The request |
Please answer these questions using the payment terms text below:
1. What purchase price was agreed for the shares?
2. Within how many days after signing is the price payable?
3. What interest must the Purchaser pay for each day of delay?

Supplied text |
start

Purchase Price and Terms of Payment
1. The Purchase Price of the Shares has been agreed between the Parties to be
CZK 5,500,000 (in words: five million five hundred thousand Czech crowns),
and shall be payable within 14 (in words: fourteen) days after the signing
of this Agreement.
2. As the date of payment shall be considered the day on which the respective
sum pursuant to the point 1. will be credited to the Seller's Account No.
53034-861/0100, variable symbol (v. s.) No.: 471116871, constant symbol (k.
s.) No.: 3058 in Komercni banka Praha, SWIFT CODE: KOMB CZ PP or to a
different account the details of which the Seller shall provide to the
Purchaser no later than at the time of signing of this Agreement.
3. If the Purchaser is in delay with the payment of the Purchase Price, the
Purchaser would be obliged to pay an interest of 0.04 % for each day of
delay.

end

Data supplied |
start

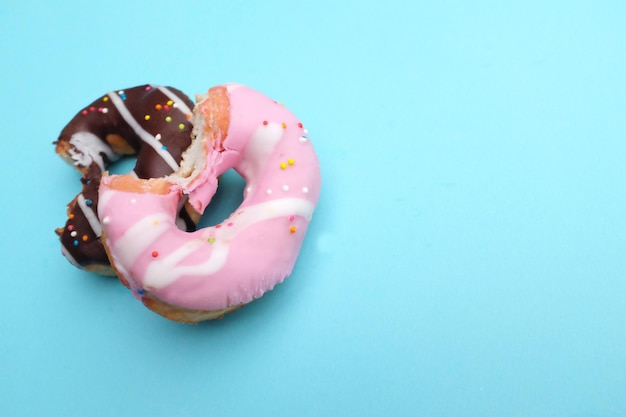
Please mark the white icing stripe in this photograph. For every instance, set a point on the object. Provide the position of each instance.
(88, 148)
(145, 136)
(139, 237)
(165, 270)
(180, 104)
(90, 215)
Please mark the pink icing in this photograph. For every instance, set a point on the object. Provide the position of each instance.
(247, 254)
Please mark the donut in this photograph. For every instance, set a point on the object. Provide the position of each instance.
(195, 276)
(152, 122)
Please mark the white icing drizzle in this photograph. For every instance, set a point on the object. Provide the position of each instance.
(165, 270)
(141, 235)
(145, 136)
(90, 215)
(179, 103)
(88, 148)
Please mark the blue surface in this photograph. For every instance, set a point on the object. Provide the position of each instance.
(468, 253)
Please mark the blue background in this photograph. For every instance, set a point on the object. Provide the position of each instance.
(467, 256)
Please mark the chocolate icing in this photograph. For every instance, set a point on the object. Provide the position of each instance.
(150, 121)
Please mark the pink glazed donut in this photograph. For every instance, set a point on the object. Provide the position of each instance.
(201, 275)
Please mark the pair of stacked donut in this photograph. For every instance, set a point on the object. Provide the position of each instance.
(141, 226)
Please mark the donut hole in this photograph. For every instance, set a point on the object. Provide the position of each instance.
(227, 198)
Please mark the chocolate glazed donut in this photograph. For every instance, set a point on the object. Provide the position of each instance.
(152, 122)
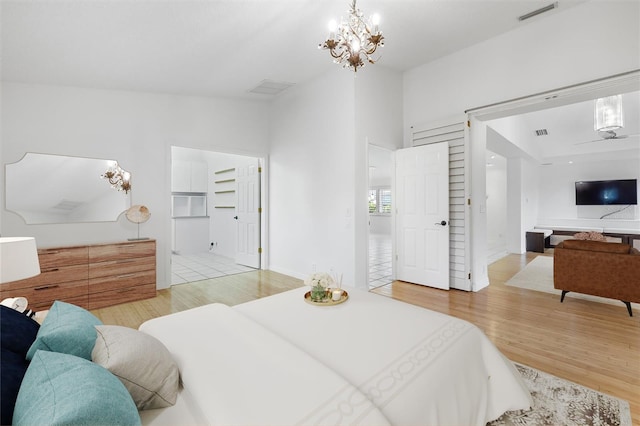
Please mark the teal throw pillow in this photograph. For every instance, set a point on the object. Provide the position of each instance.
(67, 329)
(60, 389)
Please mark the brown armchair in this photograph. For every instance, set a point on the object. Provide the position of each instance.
(598, 268)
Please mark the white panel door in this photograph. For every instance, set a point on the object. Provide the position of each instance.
(422, 215)
(248, 214)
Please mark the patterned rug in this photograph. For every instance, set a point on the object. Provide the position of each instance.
(559, 402)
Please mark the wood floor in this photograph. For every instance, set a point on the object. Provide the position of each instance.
(593, 344)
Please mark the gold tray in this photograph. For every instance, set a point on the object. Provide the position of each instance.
(329, 301)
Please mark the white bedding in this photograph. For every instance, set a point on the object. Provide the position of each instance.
(279, 360)
(238, 373)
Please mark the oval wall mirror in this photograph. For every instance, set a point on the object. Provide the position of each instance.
(45, 188)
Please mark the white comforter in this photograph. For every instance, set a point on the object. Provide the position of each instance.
(279, 360)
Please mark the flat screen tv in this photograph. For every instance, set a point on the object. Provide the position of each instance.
(605, 192)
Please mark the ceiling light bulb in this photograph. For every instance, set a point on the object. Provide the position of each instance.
(355, 44)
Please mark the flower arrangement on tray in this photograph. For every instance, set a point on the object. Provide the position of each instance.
(319, 283)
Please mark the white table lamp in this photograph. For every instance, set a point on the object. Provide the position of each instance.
(18, 258)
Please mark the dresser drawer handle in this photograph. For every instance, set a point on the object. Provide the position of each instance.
(46, 287)
(126, 276)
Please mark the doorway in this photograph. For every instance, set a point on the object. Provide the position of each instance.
(380, 200)
(205, 215)
(542, 180)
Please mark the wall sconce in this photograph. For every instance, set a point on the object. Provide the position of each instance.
(118, 178)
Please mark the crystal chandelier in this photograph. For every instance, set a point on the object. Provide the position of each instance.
(118, 178)
(353, 41)
(608, 114)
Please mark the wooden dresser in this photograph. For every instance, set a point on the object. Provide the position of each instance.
(91, 276)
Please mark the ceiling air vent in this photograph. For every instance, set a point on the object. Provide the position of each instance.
(270, 87)
(538, 11)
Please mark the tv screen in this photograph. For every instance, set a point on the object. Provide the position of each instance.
(604, 192)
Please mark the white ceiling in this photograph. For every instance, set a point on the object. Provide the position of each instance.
(571, 135)
(227, 47)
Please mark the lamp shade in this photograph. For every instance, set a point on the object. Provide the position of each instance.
(18, 258)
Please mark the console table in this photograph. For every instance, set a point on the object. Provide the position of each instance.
(91, 276)
(538, 239)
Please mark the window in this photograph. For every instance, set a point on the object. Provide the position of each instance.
(380, 201)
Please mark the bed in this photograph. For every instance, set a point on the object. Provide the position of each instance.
(371, 360)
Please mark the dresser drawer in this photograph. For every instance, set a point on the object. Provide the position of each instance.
(114, 282)
(57, 257)
(53, 275)
(121, 267)
(103, 253)
(45, 294)
(115, 297)
(82, 301)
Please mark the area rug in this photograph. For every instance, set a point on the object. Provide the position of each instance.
(559, 402)
(538, 276)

end

Finished answer |
1. CZK 5,500,000 (five million five hundred thousand Czech crowns).
2. Within 14 days after the signing of the Agreement.
3. 0.04 % for each day of delay.